[Listed entries]:
— BEGIN —
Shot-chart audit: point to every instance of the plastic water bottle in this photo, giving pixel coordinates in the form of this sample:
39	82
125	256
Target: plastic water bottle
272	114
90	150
— END —
[Objective]: Print every line of the data above, unchanged and in the same order.

[Written answer]:
Shot-chart audit: point to every instance of the plastic water bottle in this photo, giving pixel coordinates in the form of this sample:
39	82
125	256
Target: plastic water bottle
272	114
90	150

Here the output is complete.